- [What the exercise asks]: List every line in the records that contains the string "island". Matching is case-sensitive.

※ ※ ※

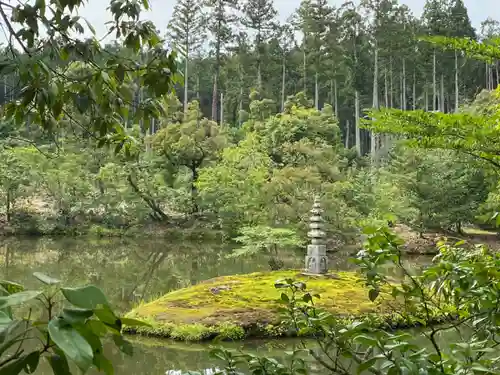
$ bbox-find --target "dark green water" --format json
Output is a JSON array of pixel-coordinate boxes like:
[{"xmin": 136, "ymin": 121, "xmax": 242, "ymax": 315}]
[{"xmin": 0, "ymin": 238, "xmax": 429, "ymax": 375}]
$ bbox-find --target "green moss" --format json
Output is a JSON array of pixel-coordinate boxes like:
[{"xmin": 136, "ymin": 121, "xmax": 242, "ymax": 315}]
[{"xmin": 127, "ymin": 270, "xmax": 414, "ymax": 341}]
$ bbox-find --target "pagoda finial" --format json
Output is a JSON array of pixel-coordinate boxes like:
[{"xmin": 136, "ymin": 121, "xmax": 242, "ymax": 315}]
[
  {"xmin": 305, "ymin": 195, "xmax": 328, "ymax": 275},
  {"xmin": 307, "ymin": 195, "xmax": 326, "ymax": 245}
]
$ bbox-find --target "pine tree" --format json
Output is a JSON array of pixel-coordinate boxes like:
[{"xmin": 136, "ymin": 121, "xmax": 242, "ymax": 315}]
[
  {"xmin": 241, "ymin": 0, "xmax": 278, "ymax": 91},
  {"xmin": 168, "ymin": 0, "xmax": 206, "ymax": 112},
  {"xmin": 204, "ymin": 0, "xmax": 238, "ymax": 121}
]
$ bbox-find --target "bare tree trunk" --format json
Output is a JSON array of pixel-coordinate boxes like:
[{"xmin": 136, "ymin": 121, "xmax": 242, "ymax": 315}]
[
  {"xmin": 370, "ymin": 42, "xmax": 380, "ymax": 163},
  {"xmin": 495, "ymin": 61, "xmax": 500, "ymax": 87},
  {"xmin": 345, "ymin": 120, "xmax": 351, "ymax": 148},
  {"xmin": 354, "ymin": 90, "xmax": 361, "ymax": 156},
  {"xmin": 401, "ymin": 58, "xmax": 406, "ymax": 111},
  {"xmin": 432, "ymin": 50, "xmax": 438, "ymax": 111},
  {"xmin": 196, "ymin": 73, "xmax": 200, "ymax": 99},
  {"xmin": 238, "ymin": 84, "xmax": 243, "ymax": 127},
  {"xmin": 219, "ymin": 92, "xmax": 224, "ymax": 126},
  {"xmin": 333, "ymin": 78, "xmax": 339, "ymax": 119},
  {"xmin": 184, "ymin": 55, "xmax": 189, "ymax": 114},
  {"xmin": 302, "ymin": 45, "xmax": 307, "ymax": 95},
  {"xmin": 384, "ymin": 67, "xmax": 389, "ymax": 108},
  {"xmin": 411, "ymin": 70, "xmax": 417, "ymax": 110},
  {"xmin": 257, "ymin": 61, "xmax": 262, "ymax": 95},
  {"xmin": 455, "ymin": 51, "xmax": 459, "ymax": 112},
  {"xmin": 281, "ymin": 57, "xmax": 286, "ymax": 112},
  {"xmin": 424, "ymin": 81, "xmax": 429, "ymax": 112},
  {"xmin": 389, "ymin": 56, "xmax": 394, "ymax": 108},
  {"xmin": 314, "ymin": 72, "xmax": 319, "ymax": 110},
  {"xmin": 440, "ymin": 74, "xmax": 446, "ymax": 113}
]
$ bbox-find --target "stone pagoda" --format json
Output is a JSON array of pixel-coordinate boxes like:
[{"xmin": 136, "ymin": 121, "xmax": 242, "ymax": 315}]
[{"xmin": 305, "ymin": 196, "xmax": 328, "ymax": 275}]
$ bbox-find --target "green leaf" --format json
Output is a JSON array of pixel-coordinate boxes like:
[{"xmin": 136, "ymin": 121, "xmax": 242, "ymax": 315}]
[
  {"xmin": 358, "ymin": 358, "xmax": 378, "ymax": 375},
  {"xmin": 48, "ymin": 318, "xmax": 93, "ymax": 372},
  {"xmin": 0, "ymin": 311, "xmax": 12, "ymax": 332},
  {"xmin": 61, "ymin": 285, "xmax": 109, "ymax": 310},
  {"xmin": 0, "ymin": 356, "xmax": 26, "ymax": 375},
  {"xmin": 94, "ymin": 353, "xmax": 115, "ymax": 375},
  {"xmin": 0, "ymin": 290, "xmax": 42, "ymax": 309},
  {"xmin": 368, "ymin": 289, "xmax": 380, "ymax": 302},
  {"xmin": 47, "ymin": 348, "xmax": 71, "ymax": 375},
  {"xmin": 62, "ymin": 309, "xmax": 94, "ymax": 324},
  {"xmin": 94, "ymin": 306, "xmax": 122, "ymax": 333},
  {"xmin": 85, "ymin": 319, "xmax": 108, "ymax": 337},
  {"xmin": 113, "ymin": 335, "xmax": 134, "ymax": 356},
  {"xmin": 24, "ymin": 350, "xmax": 40, "ymax": 374},
  {"xmin": 121, "ymin": 318, "xmax": 151, "ymax": 327},
  {"xmin": 33, "ymin": 272, "xmax": 61, "ymax": 285},
  {"xmin": 0, "ymin": 280, "xmax": 24, "ymax": 294}
]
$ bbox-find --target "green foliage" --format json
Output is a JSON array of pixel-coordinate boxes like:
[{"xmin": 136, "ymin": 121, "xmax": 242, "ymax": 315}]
[
  {"xmin": 0, "ymin": 273, "xmax": 148, "ymax": 375},
  {"xmin": 229, "ymin": 225, "xmax": 304, "ymax": 270},
  {"xmin": 207, "ymin": 228, "xmax": 500, "ymax": 375},
  {"xmin": 0, "ymin": 0, "xmax": 177, "ymax": 154}
]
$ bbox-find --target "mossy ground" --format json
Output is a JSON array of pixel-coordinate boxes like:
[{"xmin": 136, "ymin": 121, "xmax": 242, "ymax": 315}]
[{"xmin": 127, "ymin": 270, "xmax": 404, "ymax": 341}]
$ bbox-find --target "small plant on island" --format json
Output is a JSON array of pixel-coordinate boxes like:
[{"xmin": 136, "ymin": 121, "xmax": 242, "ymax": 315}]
[{"xmin": 200, "ymin": 228, "xmax": 500, "ymax": 375}]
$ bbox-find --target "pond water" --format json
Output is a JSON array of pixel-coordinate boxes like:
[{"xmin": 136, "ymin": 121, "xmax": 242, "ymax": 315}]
[{"xmin": 0, "ymin": 238, "xmax": 429, "ymax": 375}]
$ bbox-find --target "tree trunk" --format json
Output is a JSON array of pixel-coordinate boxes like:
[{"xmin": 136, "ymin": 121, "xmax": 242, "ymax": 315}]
[
  {"xmin": 354, "ymin": 90, "xmax": 361, "ymax": 156},
  {"xmin": 302, "ymin": 45, "xmax": 307, "ymax": 96},
  {"xmin": 333, "ymin": 78, "xmax": 339, "ymax": 120},
  {"xmin": 401, "ymin": 59, "xmax": 406, "ymax": 111},
  {"xmin": 196, "ymin": 73, "xmax": 201, "ymax": 99},
  {"xmin": 389, "ymin": 56, "xmax": 394, "ymax": 108},
  {"xmin": 184, "ymin": 55, "xmax": 188, "ymax": 114},
  {"xmin": 191, "ymin": 162, "xmax": 199, "ymax": 213},
  {"xmin": 440, "ymin": 74, "xmax": 446, "ymax": 113},
  {"xmin": 5, "ymin": 188, "xmax": 11, "ymax": 223},
  {"xmin": 345, "ymin": 120, "xmax": 351, "ymax": 148},
  {"xmin": 432, "ymin": 50, "xmax": 438, "ymax": 111},
  {"xmin": 370, "ymin": 46, "xmax": 380, "ymax": 163},
  {"xmin": 495, "ymin": 61, "xmax": 500, "ymax": 87},
  {"xmin": 424, "ymin": 81, "xmax": 429, "ymax": 112},
  {"xmin": 212, "ymin": 31, "xmax": 222, "ymax": 121},
  {"xmin": 238, "ymin": 84, "xmax": 243, "ymax": 127},
  {"xmin": 411, "ymin": 70, "xmax": 417, "ymax": 110},
  {"xmin": 314, "ymin": 72, "xmax": 319, "ymax": 110},
  {"xmin": 281, "ymin": 57, "xmax": 286, "ymax": 112},
  {"xmin": 219, "ymin": 92, "xmax": 224, "ymax": 126},
  {"xmin": 384, "ymin": 67, "xmax": 389, "ymax": 108},
  {"xmin": 455, "ymin": 51, "xmax": 459, "ymax": 112}
]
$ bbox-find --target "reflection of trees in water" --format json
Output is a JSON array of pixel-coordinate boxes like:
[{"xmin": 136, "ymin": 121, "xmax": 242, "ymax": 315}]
[{"xmin": 0, "ymin": 238, "xmax": 286, "ymax": 310}]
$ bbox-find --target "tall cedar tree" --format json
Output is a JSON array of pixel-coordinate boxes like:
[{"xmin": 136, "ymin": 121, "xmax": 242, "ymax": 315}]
[
  {"xmin": 241, "ymin": 0, "xmax": 278, "ymax": 94},
  {"xmin": 168, "ymin": 0, "xmax": 206, "ymax": 112},
  {"xmin": 204, "ymin": 0, "xmax": 238, "ymax": 121}
]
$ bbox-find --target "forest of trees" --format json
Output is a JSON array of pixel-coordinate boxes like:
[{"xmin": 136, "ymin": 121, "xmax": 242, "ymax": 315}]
[{"xmin": 157, "ymin": 0, "xmax": 500, "ymax": 154}]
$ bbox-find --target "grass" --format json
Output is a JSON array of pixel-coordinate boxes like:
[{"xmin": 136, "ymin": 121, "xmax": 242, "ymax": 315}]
[{"xmin": 127, "ymin": 270, "xmax": 410, "ymax": 341}]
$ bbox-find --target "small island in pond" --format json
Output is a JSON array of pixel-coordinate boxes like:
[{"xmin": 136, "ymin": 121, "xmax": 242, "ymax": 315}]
[{"xmin": 127, "ymin": 270, "xmax": 390, "ymax": 340}]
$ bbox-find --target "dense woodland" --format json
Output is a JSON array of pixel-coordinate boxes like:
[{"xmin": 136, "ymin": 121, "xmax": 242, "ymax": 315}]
[
  {"xmin": 0, "ymin": 0, "xmax": 500, "ymax": 247},
  {"xmin": 5, "ymin": 0, "xmax": 500, "ymax": 375}
]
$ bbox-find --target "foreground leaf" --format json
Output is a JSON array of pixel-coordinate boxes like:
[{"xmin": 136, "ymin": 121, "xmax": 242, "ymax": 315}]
[
  {"xmin": 121, "ymin": 318, "xmax": 151, "ymax": 327},
  {"xmin": 47, "ymin": 349, "xmax": 71, "ymax": 375},
  {"xmin": 33, "ymin": 272, "xmax": 61, "ymax": 285},
  {"xmin": 0, "ymin": 280, "xmax": 24, "ymax": 294},
  {"xmin": 48, "ymin": 318, "xmax": 93, "ymax": 371},
  {"xmin": 61, "ymin": 285, "xmax": 109, "ymax": 310},
  {"xmin": 0, "ymin": 290, "xmax": 42, "ymax": 309}
]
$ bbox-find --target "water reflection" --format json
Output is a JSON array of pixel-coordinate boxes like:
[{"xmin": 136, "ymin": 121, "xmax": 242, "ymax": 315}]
[{"xmin": 0, "ymin": 238, "xmax": 430, "ymax": 375}]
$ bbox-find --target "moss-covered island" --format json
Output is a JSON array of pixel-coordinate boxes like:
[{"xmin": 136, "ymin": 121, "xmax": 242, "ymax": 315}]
[{"xmin": 123, "ymin": 270, "xmax": 400, "ymax": 341}]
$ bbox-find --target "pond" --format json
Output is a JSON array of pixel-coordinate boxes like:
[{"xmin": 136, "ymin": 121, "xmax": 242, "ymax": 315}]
[{"xmin": 0, "ymin": 237, "xmax": 429, "ymax": 375}]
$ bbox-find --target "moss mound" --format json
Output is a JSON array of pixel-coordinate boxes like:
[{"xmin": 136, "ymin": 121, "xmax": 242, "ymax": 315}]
[{"xmin": 127, "ymin": 270, "xmax": 398, "ymax": 341}]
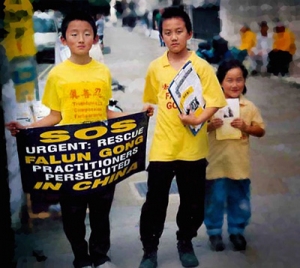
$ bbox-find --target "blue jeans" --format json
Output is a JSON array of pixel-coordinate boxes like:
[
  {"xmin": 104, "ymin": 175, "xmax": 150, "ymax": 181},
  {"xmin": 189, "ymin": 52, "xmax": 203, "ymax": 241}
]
[{"xmin": 204, "ymin": 178, "xmax": 251, "ymax": 235}]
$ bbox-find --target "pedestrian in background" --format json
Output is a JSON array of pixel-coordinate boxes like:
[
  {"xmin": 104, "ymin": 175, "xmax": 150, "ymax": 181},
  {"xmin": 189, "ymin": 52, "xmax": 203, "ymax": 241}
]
[
  {"xmin": 267, "ymin": 21, "xmax": 296, "ymax": 76},
  {"xmin": 96, "ymin": 13, "xmax": 105, "ymax": 50},
  {"xmin": 249, "ymin": 21, "xmax": 273, "ymax": 75},
  {"xmin": 139, "ymin": 7, "xmax": 226, "ymax": 268},
  {"xmin": 6, "ymin": 11, "xmax": 153, "ymax": 268},
  {"xmin": 154, "ymin": 8, "xmax": 166, "ymax": 47},
  {"xmin": 204, "ymin": 60, "xmax": 265, "ymax": 251}
]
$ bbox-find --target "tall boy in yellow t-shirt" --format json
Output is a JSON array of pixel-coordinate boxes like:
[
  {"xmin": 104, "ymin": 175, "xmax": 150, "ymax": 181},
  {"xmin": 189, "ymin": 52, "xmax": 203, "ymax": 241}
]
[
  {"xmin": 139, "ymin": 7, "xmax": 226, "ymax": 268},
  {"xmin": 6, "ymin": 11, "xmax": 153, "ymax": 268}
]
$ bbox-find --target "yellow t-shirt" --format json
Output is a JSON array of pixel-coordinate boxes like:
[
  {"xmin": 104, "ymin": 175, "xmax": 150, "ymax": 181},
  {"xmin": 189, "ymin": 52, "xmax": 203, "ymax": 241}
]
[
  {"xmin": 240, "ymin": 30, "xmax": 256, "ymax": 52},
  {"xmin": 42, "ymin": 60, "xmax": 112, "ymax": 124},
  {"xmin": 143, "ymin": 52, "xmax": 226, "ymax": 161},
  {"xmin": 206, "ymin": 96, "xmax": 265, "ymax": 180}
]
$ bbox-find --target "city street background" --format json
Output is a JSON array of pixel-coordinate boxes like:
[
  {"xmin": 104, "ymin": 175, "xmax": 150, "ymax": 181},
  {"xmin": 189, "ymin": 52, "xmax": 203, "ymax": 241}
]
[{"xmin": 12, "ymin": 21, "xmax": 300, "ymax": 268}]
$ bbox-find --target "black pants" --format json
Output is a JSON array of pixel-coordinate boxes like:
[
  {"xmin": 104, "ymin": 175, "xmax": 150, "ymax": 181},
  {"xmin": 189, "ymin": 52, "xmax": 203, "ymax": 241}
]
[
  {"xmin": 267, "ymin": 50, "xmax": 293, "ymax": 75},
  {"xmin": 60, "ymin": 186, "xmax": 115, "ymax": 268},
  {"xmin": 140, "ymin": 159, "xmax": 207, "ymax": 251}
]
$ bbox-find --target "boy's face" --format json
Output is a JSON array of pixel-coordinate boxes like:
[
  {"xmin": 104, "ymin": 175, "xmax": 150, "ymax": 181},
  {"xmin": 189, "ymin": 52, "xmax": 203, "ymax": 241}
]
[
  {"xmin": 222, "ymin": 67, "xmax": 245, "ymax": 99},
  {"xmin": 162, "ymin": 18, "xmax": 192, "ymax": 54},
  {"xmin": 61, "ymin": 20, "xmax": 97, "ymax": 56}
]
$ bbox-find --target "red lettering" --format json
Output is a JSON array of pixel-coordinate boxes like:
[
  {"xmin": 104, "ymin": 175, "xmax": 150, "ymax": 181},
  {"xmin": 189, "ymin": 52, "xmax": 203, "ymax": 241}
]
[{"xmin": 166, "ymin": 101, "xmax": 177, "ymax": 109}]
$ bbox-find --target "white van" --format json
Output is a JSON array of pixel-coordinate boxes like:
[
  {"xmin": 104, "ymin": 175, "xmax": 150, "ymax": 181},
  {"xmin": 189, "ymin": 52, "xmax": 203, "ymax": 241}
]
[{"xmin": 32, "ymin": 11, "xmax": 58, "ymax": 63}]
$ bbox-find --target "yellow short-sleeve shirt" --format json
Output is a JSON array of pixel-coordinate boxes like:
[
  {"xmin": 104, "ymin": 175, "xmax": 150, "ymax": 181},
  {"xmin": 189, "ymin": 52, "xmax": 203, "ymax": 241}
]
[
  {"xmin": 42, "ymin": 60, "xmax": 112, "ymax": 124},
  {"xmin": 206, "ymin": 95, "xmax": 265, "ymax": 180},
  {"xmin": 143, "ymin": 51, "xmax": 226, "ymax": 161}
]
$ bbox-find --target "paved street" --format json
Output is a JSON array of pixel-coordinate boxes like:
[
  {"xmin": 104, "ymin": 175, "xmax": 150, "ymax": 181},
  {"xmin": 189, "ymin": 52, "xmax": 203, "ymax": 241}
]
[{"xmin": 16, "ymin": 23, "xmax": 300, "ymax": 268}]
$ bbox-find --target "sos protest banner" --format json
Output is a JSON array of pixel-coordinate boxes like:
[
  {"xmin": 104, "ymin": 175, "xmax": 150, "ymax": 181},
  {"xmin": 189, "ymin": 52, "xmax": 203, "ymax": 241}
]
[{"xmin": 17, "ymin": 113, "xmax": 149, "ymax": 195}]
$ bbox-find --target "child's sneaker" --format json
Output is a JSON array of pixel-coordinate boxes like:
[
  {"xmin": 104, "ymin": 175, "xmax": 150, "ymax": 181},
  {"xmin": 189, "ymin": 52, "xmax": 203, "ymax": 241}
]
[
  {"xmin": 177, "ymin": 240, "xmax": 199, "ymax": 267},
  {"xmin": 209, "ymin": 235, "xmax": 225, "ymax": 251},
  {"xmin": 139, "ymin": 251, "xmax": 157, "ymax": 268},
  {"xmin": 229, "ymin": 234, "xmax": 247, "ymax": 251}
]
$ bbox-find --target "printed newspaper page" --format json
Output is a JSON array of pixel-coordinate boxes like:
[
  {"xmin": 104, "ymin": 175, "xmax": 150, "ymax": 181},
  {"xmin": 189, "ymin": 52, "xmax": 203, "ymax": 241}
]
[
  {"xmin": 214, "ymin": 98, "xmax": 242, "ymax": 140},
  {"xmin": 168, "ymin": 61, "xmax": 205, "ymax": 135}
]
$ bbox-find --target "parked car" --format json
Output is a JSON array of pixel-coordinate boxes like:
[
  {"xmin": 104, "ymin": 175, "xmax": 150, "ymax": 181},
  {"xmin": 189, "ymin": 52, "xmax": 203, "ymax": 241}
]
[{"xmin": 33, "ymin": 11, "xmax": 58, "ymax": 63}]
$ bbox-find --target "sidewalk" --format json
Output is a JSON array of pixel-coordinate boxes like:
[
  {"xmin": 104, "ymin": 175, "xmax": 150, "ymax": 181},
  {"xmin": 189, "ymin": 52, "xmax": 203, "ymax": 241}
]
[{"xmin": 16, "ymin": 23, "xmax": 300, "ymax": 268}]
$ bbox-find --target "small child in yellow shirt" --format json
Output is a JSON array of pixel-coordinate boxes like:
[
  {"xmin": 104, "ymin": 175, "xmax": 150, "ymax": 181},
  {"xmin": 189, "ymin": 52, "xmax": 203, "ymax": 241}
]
[{"xmin": 204, "ymin": 60, "xmax": 265, "ymax": 251}]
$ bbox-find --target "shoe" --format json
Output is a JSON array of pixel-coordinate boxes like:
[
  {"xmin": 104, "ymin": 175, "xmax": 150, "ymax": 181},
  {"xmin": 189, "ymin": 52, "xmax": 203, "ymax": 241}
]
[
  {"xmin": 177, "ymin": 240, "xmax": 199, "ymax": 267},
  {"xmin": 139, "ymin": 251, "xmax": 157, "ymax": 268},
  {"xmin": 229, "ymin": 234, "xmax": 247, "ymax": 251},
  {"xmin": 209, "ymin": 235, "xmax": 225, "ymax": 251},
  {"xmin": 95, "ymin": 261, "xmax": 117, "ymax": 268}
]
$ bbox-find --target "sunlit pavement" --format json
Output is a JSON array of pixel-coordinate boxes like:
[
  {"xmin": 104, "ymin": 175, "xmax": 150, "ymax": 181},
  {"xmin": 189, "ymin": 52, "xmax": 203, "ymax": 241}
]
[{"xmin": 16, "ymin": 22, "xmax": 300, "ymax": 268}]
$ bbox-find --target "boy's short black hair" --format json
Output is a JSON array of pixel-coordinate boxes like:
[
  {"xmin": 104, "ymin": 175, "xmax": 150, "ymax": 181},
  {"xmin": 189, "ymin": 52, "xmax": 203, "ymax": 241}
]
[
  {"xmin": 61, "ymin": 11, "xmax": 97, "ymax": 39},
  {"xmin": 217, "ymin": 59, "xmax": 248, "ymax": 95},
  {"xmin": 159, "ymin": 7, "xmax": 192, "ymax": 35}
]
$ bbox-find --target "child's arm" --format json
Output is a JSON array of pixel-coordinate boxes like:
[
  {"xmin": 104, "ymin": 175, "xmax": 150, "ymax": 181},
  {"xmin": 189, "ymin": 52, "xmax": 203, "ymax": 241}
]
[
  {"xmin": 207, "ymin": 118, "xmax": 223, "ymax": 132},
  {"xmin": 178, "ymin": 107, "xmax": 219, "ymax": 126},
  {"xmin": 5, "ymin": 110, "xmax": 61, "ymax": 136},
  {"xmin": 107, "ymin": 104, "xmax": 154, "ymax": 119},
  {"xmin": 231, "ymin": 118, "xmax": 265, "ymax": 137}
]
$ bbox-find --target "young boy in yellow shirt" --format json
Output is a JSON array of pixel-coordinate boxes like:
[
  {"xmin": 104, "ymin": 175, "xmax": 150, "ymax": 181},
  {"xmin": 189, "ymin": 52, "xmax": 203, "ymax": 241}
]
[
  {"xmin": 139, "ymin": 7, "xmax": 226, "ymax": 268},
  {"xmin": 6, "ymin": 11, "xmax": 153, "ymax": 268},
  {"xmin": 204, "ymin": 60, "xmax": 265, "ymax": 251}
]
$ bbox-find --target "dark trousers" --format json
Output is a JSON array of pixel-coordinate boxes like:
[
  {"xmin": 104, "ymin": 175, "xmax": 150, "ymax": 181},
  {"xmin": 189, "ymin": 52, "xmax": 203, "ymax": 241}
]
[
  {"xmin": 140, "ymin": 159, "xmax": 207, "ymax": 251},
  {"xmin": 60, "ymin": 186, "xmax": 115, "ymax": 268},
  {"xmin": 267, "ymin": 50, "xmax": 293, "ymax": 75}
]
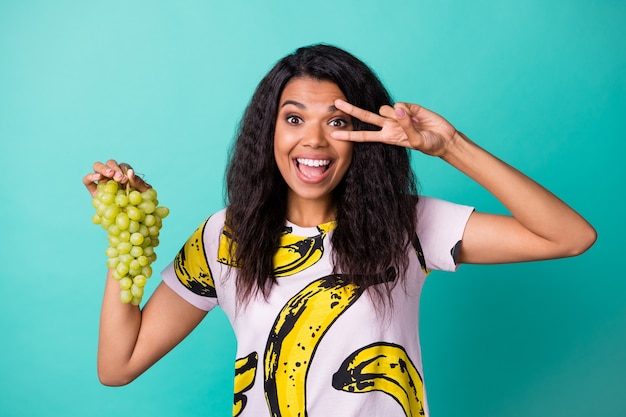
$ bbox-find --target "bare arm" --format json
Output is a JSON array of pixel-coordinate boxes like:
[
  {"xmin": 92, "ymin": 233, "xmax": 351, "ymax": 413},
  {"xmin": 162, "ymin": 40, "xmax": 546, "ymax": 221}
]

※ ※ ※

- [Result of the task]:
$ bbox-find --target "small plant on island" --format json
$ bbox-find --target "small island in pond" --format json
$ bbox-find --target "moss-covered island" --format json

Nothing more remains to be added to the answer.